- _DOCUMENT EXCERPT_:
Emission trajectories of the Representative Concentration Pathways (RCPs) in the CMIP5 project

Radiative forcing for Representative Concentration Pathways (RCPs) in the CMIP5 project

For some models the RCPs were continued until 2300. These Extended Concentration Pathways (ECPs) allow possible future long-run climate change impacts to be studied.

You will find a detailed overview of the development of the RCP Scenarios in this article: Detlef P. van Vuuren, Jae Edmonds, Mikiko Kainuma, Keywan Riahi, Allison Thomson, Kathy Hibbard, George C. Hurtt, Tom Kram, Volker Krey, and Jean-Francois Lamarque, et al., 2011: The representative concentration pathways: an overview


Many CMIP5 experiments, the so-called ensemble calculations, were calculated using several initial states, initialisation methods or physics details. Ensemble calculations facilitate quantifying the variability of simulation data concerning a single model. For example, climate model simulations are dependent on the initial state. The variability we know from weather is also existent in climate simulations. The ensemble members with different initial states are usually called realizations. Initialisation method and physics details may also have an influence. Physics details may be parameterisation constants, for example. In the CMIP5 project, ensemble members are named in the rip-nomenclature, r for realization, i for initialisation and p for physics, followed by an integer, e.g. r1i1p1.

For each model a spinup run was performed since GCMs have to turn in until the model output is usuable. Spinup output was not archived. Greenhouse gas concentrations of the pre-industrial phase were used in the spinup run.

The continuation of the spinup run is the control run, also with greenhouse concentrations of pre-industrial times. This control run provided initial states for several other runs as the diagram below shows this for a fancy variable.

diagram explaining CMIP5 experiment parentship and ensemble members

In the CMIP5 Long-Term group, initial states taken from the control run (piControl, pre-industrial control) were used to start the historical hindcast. For RCP scenarios, the historical run has usually been continued with changed parameters. Therefore, historical and any RCP time series may be united to a longer one if you select matching ensemble members. In case you need this feature, look into the header of the RCP data file: The attributes parent_experiment_id and parent_experiment_rip name the right ensemble member for combination.

- _DATA RECORDS_:
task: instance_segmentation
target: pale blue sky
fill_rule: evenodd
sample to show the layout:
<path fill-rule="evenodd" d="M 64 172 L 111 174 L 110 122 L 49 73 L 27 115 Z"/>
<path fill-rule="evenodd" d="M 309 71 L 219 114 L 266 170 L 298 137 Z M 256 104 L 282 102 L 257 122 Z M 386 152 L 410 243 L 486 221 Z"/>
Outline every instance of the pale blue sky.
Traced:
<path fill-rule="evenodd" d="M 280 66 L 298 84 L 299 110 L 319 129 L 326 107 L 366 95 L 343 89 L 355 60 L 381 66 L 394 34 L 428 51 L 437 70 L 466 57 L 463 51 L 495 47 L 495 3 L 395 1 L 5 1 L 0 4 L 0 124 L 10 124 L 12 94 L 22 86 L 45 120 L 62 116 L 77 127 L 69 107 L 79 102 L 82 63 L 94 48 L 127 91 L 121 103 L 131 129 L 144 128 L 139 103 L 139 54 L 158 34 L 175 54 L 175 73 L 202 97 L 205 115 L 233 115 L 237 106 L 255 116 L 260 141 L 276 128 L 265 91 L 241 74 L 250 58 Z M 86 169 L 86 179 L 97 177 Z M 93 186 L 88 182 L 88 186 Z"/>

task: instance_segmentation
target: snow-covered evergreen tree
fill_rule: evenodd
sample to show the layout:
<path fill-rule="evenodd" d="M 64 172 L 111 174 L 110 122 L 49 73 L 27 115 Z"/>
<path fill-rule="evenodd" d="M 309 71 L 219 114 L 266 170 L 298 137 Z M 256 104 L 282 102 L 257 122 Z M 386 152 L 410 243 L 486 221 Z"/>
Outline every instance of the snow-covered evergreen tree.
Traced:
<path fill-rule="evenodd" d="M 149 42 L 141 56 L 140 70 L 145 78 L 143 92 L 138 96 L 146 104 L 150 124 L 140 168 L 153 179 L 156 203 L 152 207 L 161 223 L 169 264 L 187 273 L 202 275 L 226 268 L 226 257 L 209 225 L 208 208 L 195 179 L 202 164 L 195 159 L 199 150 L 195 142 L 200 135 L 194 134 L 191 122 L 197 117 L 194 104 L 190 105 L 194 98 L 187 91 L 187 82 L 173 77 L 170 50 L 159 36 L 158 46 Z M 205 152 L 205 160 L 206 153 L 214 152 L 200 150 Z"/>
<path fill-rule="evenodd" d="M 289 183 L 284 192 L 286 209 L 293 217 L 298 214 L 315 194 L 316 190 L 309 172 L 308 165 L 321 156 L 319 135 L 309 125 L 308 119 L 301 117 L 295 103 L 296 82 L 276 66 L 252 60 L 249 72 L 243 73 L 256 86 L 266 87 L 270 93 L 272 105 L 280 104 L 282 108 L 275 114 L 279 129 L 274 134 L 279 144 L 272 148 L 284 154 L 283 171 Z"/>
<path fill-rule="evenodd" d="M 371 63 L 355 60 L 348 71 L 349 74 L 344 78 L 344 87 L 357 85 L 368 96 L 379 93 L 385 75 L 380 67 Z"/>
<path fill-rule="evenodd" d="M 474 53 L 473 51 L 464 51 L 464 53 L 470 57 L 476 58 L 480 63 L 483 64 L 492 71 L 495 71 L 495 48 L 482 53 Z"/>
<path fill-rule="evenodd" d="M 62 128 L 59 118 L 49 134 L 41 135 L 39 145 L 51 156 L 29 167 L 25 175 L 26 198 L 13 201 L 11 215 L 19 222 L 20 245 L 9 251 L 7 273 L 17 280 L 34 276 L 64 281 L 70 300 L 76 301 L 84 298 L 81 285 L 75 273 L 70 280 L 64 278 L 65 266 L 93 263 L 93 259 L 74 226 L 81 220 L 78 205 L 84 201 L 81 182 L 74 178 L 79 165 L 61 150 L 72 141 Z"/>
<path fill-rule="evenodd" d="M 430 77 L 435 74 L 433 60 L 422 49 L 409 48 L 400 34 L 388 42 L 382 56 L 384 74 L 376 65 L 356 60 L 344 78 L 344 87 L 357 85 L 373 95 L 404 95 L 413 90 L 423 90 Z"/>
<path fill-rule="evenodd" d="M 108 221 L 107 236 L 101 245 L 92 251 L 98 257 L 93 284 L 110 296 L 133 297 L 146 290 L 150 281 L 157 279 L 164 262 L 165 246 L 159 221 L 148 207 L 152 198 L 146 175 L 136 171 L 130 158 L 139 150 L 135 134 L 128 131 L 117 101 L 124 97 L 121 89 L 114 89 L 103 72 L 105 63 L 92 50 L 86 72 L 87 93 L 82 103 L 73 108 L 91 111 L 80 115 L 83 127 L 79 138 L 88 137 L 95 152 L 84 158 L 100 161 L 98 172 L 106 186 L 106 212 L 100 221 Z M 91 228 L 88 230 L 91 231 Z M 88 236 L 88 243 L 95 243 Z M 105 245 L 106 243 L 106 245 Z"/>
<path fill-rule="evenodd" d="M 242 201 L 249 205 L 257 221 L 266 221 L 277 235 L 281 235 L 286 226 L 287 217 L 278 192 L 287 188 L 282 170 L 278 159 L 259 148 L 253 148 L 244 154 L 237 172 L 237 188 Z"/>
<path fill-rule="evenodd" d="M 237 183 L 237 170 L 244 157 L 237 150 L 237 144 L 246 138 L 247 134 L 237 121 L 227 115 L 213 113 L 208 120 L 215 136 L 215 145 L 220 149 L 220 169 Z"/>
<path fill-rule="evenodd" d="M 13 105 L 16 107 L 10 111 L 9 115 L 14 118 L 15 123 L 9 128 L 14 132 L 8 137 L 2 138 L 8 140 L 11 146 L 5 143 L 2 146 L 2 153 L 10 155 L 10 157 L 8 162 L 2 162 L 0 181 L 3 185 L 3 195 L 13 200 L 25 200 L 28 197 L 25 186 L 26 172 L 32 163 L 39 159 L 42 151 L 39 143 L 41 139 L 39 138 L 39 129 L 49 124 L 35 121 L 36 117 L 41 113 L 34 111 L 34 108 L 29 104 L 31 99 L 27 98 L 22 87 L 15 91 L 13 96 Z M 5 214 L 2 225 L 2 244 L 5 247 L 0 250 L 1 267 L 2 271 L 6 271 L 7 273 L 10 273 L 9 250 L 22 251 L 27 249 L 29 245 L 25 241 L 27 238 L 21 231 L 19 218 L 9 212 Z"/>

- _TASK REQUIREMENTS_:
[a] Sum up the CMIP5 passage in three sentences.
[b] Go on writing the CMIP5 passage from the point where it stops.

- _ANSWERS BELOW_:
[a] In CMIP5, some models extended the RCPs to 2300 as Extended Concentration Pathways, and many experiments were run as ensembles whose members are named by realization, initialisation and physics, as in r1i1p1. Each model first had a spinup run with pre-industrial greenhouse gas levels, which was not archived and was continued as a control run that supplied initial states for other runs. The historical run started from the control run and was usually continued by the RCP runs, so historical and RCP series can be joined if the ensemble members match, which the attributes parent_experiment_id and parent_experiment_rip in the RCP file header show.

[b]
Centralized names, units and mean value calculation

CMIP5 data obey the CF conventions (CF short for Climate and Forecast). Especially the CF Standard Names for variables have been used, e.g. "air_temperature". This also facilitates search. Short variable names are also centralized. For example, the short name for air_temperature is "ta".

Which variables have been calculated for which time frequency (e.g. daily) and experiment is tabulated in the CMIP5 Standard Output document. The tables herein also contain the used units and rules for mean value calculation.

Centralized file format

CMIP5 data are in NetCDF/CF format (Network Common Data Form, again obeying the CF conventions). This is a binary and header-based data format. Coordinate variables and data variable are defined in the file header. Each CMIP5 data file contains only one data variable, e.g. ta, and, of course, all necessary coordinate variables as longitude, latitude, altitude, time. Attributes in the header give additional information, for example about units and provenance.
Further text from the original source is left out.